THE PROBLEM: Pull every line below out unchanged, leaving the pictures out of your answer.

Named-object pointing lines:
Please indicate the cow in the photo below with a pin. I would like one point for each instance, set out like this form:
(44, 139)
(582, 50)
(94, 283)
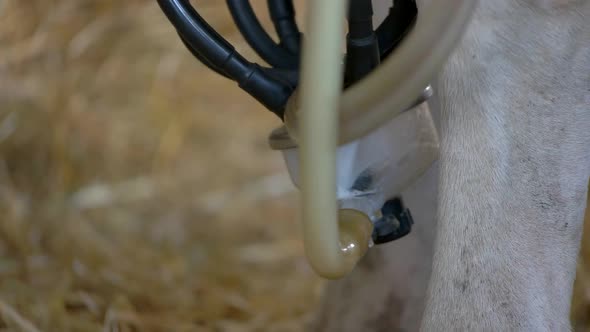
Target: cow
(499, 216)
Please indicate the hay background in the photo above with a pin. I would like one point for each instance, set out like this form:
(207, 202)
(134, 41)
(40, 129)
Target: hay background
(137, 191)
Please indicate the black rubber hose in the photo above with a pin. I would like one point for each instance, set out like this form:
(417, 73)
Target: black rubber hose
(201, 58)
(396, 25)
(282, 14)
(245, 18)
(270, 90)
(362, 50)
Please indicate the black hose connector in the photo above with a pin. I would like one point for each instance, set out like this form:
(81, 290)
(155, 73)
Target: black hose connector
(282, 14)
(265, 86)
(271, 52)
(362, 49)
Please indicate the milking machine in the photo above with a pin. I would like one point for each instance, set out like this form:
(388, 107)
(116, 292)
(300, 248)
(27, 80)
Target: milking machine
(356, 130)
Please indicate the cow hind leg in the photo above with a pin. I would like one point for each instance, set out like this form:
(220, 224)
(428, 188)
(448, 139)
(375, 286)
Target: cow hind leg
(515, 163)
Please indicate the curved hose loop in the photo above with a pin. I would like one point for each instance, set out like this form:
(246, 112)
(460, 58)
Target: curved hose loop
(379, 97)
(270, 88)
(282, 14)
(274, 54)
(201, 58)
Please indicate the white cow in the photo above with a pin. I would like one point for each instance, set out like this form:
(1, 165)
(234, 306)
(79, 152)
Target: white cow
(513, 106)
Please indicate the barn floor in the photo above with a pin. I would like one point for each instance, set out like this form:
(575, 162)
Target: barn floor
(137, 191)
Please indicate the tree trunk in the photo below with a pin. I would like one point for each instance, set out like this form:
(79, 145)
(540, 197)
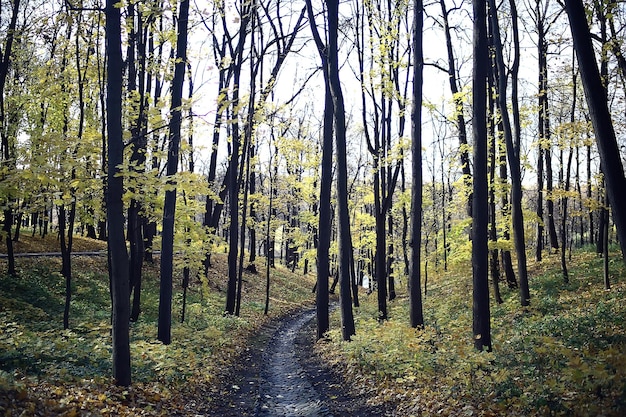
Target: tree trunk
(596, 96)
(347, 318)
(513, 155)
(118, 256)
(416, 314)
(458, 102)
(480, 265)
(169, 208)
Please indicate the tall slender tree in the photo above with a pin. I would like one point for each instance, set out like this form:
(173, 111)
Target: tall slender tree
(345, 247)
(323, 241)
(118, 256)
(415, 287)
(596, 96)
(480, 251)
(169, 209)
(513, 156)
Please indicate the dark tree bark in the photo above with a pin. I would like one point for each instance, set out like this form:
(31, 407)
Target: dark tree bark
(5, 59)
(138, 129)
(480, 252)
(596, 96)
(458, 101)
(169, 208)
(415, 288)
(513, 156)
(324, 231)
(494, 263)
(118, 256)
(345, 249)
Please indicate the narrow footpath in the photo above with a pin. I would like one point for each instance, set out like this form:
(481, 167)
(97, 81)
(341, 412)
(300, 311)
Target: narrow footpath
(285, 389)
(280, 376)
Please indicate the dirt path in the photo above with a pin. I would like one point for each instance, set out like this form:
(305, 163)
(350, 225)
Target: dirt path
(279, 376)
(285, 389)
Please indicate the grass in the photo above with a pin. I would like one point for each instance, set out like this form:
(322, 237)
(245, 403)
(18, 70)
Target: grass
(563, 355)
(45, 370)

EXERCISE ANSWER:
Please indicate the cow in the photo below with a pin. I would like one point for each instance, set out like this form:
(44, 139)
(582, 50)
(94, 283)
Target: cow
(499, 216)
Please indicate the hay background in the photo above with a pin. I would like one point for each instance, set out like this form:
(207, 202)
(134, 41)
(40, 129)
Target: hay background
(137, 191)
Please indicate the black rubber hose in the photo above with a pin. I would like one point for each instance, set out like this form:
(417, 73)
Target: black rubber hose
(201, 58)
(396, 25)
(282, 14)
(245, 18)
(270, 90)
(362, 50)
Please indicate the black hose connector in the photo above with a pin. I would like one point for each instance, set out like this form:
(81, 290)
(155, 73)
Target: black hose connector
(282, 14)
(265, 86)
(271, 52)
(362, 49)
Please indicate the milking machine in the photo above with a pin. I would like one point for each instance, set out like this form:
(388, 107)
(116, 292)
(300, 248)
(27, 80)
Target: milking machine
(356, 130)
Please indicate the cow hind leg in the photo above with a pin. I would like one point for each instance, set out like this form:
(220, 224)
(428, 188)
(448, 139)
(375, 286)
Target: cow hind leg
(515, 163)
Please indicate the curved hose loop in the photo above with a pin. I would like one point for each instance, set out like this form:
(246, 112)
(460, 58)
Target: curved hose loop
(379, 97)
(270, 88)
(282, 14)
(274, 54)
(201, 58)
Please indicate the white cow in the photo above with a pin. I would like one point for each instance, set out like this form:
(1, 165)
(234, 306)
(79, 152)
Target: white cow
(513, 106)
Please indicate the barn floor in the photo above with a pin. I would like one point for each instance, set out like this form:
(575, 162)
Target: barn floor
(137, 191)
Please indicate the tree trunk in the photo below with a pin. I would like one point for each instance, set out like this form:
(79, 145)
(540, 197)
Target: tree trunk
(596, 96)
(347, 318)
(513, 155)
(118, 256)
(416, 314)
(458, 102)
(480, 265)
(169, 208)
Please indicate the tall slender tree in the photo above with a pin. I would like one point for each instance, set out like this form:
(173, 111)
Target: tall slender tree
(345, 247)
(323, 241)
(118, 256)
(415, 287)
(596, 96)
(480, 251)
(169, 209)
(513, 156)
Please indicate the dark tree bark in the photo above with a pin. I would like one point for each instance, set out like this form:
(31, 407)
Target: dark tree bark
(5, 59)
(138, 129)
(480, 252)
(596, 96)
(458, 101)
(169, 208)
(415, 288)
(513, 156)
(324, 231)
(494, 263)
(118, 256)
(345, 249)
Please indicate the narrow footpath in the photo above with a pin. I would like one point for each instance, set out like this form:
(481, 167)
(97, 81)
(341, 412)
(300, 311)
Target: narrow footpath
(285, 389)
(280, 376)
Please indicate the dirt path in the photo above with a pin. I would like one point for each instance, set out like this form:
(305, 163)
(350, 225)
Target: dirt path
(279, 376)
(285, 389)
Please indicate the grass in the photo above with a pin. I would like one point for each instance, set out like this form:
(322, 237)
(245, 403)
(18, 70)
Target: grass
(563, 355)
(45, 370)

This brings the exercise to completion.